**GIVEN DATA**
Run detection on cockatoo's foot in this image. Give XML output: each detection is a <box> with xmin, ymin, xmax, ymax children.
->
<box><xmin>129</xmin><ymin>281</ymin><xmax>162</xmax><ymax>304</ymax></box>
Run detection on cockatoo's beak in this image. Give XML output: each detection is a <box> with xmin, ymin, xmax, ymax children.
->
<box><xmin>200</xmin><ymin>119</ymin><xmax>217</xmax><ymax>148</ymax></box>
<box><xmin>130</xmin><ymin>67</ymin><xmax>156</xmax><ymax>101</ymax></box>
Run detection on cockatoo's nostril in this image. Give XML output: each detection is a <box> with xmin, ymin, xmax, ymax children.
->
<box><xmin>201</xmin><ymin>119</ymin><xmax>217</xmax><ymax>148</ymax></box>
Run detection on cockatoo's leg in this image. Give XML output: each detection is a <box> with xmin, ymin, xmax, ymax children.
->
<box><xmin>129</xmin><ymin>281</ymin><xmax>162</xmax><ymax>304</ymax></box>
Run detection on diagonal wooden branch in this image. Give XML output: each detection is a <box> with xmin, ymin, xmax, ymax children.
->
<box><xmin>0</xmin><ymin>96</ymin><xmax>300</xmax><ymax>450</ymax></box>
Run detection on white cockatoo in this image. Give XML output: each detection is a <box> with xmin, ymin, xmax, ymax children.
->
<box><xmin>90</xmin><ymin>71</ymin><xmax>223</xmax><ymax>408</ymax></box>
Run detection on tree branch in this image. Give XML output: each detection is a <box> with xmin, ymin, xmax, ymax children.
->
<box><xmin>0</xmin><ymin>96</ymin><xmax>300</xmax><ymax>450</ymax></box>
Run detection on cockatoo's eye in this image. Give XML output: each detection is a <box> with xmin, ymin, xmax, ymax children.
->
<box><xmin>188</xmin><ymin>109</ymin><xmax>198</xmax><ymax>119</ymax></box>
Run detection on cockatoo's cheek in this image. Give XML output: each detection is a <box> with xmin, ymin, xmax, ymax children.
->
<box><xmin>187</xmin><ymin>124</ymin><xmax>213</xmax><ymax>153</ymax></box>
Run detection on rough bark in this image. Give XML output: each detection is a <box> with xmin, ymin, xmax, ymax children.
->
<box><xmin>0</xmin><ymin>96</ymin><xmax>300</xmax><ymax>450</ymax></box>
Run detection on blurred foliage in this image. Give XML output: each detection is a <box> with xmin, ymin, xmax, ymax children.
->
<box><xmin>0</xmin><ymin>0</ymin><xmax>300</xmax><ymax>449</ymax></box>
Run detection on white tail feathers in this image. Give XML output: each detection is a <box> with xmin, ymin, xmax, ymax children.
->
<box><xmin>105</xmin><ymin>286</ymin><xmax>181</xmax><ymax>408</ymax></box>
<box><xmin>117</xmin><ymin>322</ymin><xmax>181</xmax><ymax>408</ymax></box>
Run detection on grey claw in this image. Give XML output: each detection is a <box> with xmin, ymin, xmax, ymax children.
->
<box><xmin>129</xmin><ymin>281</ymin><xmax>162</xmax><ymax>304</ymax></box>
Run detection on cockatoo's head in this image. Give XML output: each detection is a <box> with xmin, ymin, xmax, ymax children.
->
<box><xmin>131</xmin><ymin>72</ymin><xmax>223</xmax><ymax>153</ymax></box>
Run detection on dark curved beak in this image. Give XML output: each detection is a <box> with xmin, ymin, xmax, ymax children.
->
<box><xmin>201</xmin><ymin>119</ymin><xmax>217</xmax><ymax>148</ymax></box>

**EXERCISE DESCRIPTION**
Rewrite the stretch from the line containing "Run detection on dark" through the end of the records, requests included. Multiply every box coordinate in the answers by 0.4 and round each result to a whole number, rounding halves up.

**SOLUTION FOR THIS PROBLEM**
Run detection on dark curved beak in this image. Give XML output: each detection is a <box> with xmin, ymin, xmax, ymax children.
->
<box><xmin>80</xmin><ymin>48</ymin><xmax>87</xmax><ymax>59</ymax></box>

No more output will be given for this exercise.